→ Problem details: Nothing but the lines from the one containing "of the striped" to the end of the data should be returned, each exactly as written.
* Begin Data for this exercise *
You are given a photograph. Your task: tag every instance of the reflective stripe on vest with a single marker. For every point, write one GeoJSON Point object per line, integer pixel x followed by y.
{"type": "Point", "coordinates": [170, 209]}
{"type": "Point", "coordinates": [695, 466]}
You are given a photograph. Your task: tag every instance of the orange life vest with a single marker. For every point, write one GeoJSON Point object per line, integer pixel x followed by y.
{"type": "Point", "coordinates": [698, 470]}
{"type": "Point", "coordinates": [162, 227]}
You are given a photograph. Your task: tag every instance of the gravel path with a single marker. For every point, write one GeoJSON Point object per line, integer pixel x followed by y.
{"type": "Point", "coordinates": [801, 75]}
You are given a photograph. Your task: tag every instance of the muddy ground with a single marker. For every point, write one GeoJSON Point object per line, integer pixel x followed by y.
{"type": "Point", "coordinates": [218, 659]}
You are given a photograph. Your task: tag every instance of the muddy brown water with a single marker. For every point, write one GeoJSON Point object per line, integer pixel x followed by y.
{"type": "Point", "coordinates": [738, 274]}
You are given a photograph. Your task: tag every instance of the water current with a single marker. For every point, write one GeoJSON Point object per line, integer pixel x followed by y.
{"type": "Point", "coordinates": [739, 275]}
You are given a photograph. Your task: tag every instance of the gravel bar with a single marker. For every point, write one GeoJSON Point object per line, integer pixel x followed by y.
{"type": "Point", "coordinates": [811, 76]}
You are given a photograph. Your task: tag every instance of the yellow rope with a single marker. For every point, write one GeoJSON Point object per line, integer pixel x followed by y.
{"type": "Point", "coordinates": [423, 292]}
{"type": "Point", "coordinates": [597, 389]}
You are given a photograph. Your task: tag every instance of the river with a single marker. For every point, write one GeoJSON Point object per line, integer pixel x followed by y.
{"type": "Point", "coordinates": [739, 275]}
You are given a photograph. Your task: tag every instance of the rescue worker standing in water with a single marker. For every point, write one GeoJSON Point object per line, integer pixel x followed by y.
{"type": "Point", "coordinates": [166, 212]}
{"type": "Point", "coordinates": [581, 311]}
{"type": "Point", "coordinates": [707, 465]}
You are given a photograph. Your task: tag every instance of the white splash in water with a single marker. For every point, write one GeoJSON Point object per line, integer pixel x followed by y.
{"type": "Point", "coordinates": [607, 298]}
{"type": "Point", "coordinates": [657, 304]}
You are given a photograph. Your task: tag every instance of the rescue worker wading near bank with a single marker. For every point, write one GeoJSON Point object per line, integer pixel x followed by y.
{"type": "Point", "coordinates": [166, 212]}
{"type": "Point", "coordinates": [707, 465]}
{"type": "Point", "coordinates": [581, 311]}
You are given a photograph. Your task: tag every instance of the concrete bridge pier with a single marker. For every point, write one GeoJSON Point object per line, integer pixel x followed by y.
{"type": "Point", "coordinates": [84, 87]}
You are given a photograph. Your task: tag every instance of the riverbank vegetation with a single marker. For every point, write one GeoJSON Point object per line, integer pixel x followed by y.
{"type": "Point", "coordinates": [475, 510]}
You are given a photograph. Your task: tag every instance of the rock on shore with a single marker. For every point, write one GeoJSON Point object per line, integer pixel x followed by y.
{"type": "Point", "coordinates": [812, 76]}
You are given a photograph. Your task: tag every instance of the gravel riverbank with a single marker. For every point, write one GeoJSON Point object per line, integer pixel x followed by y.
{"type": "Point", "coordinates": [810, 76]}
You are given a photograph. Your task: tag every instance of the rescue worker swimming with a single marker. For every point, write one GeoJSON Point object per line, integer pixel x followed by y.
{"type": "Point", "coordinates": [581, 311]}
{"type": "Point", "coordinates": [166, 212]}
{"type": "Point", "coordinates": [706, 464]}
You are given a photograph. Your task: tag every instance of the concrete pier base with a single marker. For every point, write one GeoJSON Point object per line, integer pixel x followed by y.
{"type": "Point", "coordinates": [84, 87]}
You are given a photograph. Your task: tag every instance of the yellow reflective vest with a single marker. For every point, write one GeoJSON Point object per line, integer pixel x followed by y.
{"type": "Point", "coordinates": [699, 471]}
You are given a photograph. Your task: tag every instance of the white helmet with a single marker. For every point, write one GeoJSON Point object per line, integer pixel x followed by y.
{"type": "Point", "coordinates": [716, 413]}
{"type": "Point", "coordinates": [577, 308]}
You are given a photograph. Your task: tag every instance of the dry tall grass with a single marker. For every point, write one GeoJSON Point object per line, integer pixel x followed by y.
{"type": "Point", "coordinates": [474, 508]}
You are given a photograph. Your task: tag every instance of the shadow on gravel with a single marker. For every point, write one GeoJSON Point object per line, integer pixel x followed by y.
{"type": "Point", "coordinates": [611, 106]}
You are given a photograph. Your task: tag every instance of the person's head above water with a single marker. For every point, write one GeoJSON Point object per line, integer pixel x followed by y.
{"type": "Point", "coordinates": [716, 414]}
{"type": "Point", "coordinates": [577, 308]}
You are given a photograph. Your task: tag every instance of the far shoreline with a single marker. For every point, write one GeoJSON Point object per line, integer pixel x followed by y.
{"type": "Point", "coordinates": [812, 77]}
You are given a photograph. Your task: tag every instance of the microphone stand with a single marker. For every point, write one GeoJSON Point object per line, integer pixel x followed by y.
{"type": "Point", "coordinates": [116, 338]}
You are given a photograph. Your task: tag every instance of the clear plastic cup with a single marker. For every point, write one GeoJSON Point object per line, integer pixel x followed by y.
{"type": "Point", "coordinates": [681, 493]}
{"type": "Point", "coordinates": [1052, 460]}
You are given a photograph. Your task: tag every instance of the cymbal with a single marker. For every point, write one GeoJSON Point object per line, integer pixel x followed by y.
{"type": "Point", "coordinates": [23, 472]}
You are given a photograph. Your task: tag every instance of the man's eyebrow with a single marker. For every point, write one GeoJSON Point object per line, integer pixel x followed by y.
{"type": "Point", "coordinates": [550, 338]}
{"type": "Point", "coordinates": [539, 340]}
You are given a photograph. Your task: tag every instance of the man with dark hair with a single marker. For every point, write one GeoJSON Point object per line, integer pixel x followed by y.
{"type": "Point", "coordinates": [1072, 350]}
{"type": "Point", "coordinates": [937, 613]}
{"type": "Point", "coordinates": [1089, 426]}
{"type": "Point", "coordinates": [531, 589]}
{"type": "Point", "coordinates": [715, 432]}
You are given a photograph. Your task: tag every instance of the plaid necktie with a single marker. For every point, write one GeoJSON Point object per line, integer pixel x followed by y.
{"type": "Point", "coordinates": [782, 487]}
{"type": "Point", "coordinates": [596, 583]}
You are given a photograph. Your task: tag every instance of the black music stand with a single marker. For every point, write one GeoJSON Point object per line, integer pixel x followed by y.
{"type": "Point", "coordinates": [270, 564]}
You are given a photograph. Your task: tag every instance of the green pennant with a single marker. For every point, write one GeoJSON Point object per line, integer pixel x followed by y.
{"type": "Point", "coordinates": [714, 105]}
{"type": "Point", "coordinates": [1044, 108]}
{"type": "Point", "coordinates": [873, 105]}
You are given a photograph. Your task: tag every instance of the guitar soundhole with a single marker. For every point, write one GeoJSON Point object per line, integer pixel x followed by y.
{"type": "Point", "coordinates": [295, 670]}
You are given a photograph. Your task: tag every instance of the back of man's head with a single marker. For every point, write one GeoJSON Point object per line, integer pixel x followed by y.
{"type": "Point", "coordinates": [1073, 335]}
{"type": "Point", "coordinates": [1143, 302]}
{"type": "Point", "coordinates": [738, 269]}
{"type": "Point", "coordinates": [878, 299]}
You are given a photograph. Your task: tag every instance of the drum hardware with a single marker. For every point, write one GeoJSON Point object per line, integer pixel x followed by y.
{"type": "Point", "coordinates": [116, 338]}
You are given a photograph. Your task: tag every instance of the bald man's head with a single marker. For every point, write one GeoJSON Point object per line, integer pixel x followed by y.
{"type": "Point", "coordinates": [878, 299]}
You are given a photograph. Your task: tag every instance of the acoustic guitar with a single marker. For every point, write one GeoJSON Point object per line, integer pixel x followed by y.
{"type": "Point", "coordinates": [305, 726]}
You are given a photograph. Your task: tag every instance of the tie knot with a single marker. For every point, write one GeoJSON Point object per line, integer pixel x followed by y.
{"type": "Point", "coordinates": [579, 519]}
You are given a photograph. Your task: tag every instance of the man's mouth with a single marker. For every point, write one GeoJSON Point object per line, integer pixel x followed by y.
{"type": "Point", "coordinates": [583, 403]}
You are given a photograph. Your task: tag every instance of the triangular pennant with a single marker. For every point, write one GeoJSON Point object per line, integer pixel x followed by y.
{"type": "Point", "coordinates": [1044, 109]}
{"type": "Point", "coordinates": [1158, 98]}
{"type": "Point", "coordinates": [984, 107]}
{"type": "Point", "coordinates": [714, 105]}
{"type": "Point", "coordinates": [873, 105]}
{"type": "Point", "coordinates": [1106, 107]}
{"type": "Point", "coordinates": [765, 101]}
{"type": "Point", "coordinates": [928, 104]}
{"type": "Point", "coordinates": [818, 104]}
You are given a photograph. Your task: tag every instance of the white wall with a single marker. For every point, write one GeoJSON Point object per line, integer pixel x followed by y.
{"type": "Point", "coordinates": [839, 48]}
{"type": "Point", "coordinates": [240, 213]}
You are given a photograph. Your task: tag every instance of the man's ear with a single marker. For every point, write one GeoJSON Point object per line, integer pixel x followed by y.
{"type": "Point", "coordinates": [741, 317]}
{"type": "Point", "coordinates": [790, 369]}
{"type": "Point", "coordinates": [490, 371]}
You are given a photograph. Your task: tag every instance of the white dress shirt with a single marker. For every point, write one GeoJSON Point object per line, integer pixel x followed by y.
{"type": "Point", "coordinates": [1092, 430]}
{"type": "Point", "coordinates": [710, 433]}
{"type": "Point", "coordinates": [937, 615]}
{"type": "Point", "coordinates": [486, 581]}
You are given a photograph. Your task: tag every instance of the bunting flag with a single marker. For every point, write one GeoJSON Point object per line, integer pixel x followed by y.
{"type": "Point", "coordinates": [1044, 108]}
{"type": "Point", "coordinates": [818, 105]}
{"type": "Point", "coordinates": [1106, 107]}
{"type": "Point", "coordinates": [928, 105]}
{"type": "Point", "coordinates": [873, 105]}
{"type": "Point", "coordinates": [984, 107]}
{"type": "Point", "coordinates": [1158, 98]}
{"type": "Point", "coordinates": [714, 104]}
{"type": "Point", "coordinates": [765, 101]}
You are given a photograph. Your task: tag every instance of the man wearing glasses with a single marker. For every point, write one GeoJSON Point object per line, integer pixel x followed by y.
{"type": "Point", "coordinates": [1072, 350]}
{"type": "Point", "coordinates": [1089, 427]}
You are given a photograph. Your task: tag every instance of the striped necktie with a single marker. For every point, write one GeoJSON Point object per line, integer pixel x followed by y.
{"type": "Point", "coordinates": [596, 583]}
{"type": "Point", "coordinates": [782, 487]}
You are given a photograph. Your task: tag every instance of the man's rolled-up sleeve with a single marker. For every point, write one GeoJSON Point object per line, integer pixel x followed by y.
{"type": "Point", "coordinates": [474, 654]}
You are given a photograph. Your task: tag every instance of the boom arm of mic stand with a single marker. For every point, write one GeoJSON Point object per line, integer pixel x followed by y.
* End Data for this exercise *
→ The completed task:
You are given a photograph. Your task: tag every instance of the striped necktie with a single marker. For every point, write one GeoJSON Point object per line, integer pixel x followed by y.
{"type": "Point", "coordinates": [596, 583]}
{"type": "Point", "coordinates": [782, 487]}
You are given a photograph. Your task: tag every instance of the man's rolled-up sleeve with a single marker. For every point, write one GeoJSON Point object per line, integer pixel x followed by y.
{"type": "Point", "coordinates": [474, 654]}
You are given a photograph. Your task: tag every instance of the boom arm of mic stand with a single marker. For every point, write one GeoJSON Point object per line, integer pixel x followed by y.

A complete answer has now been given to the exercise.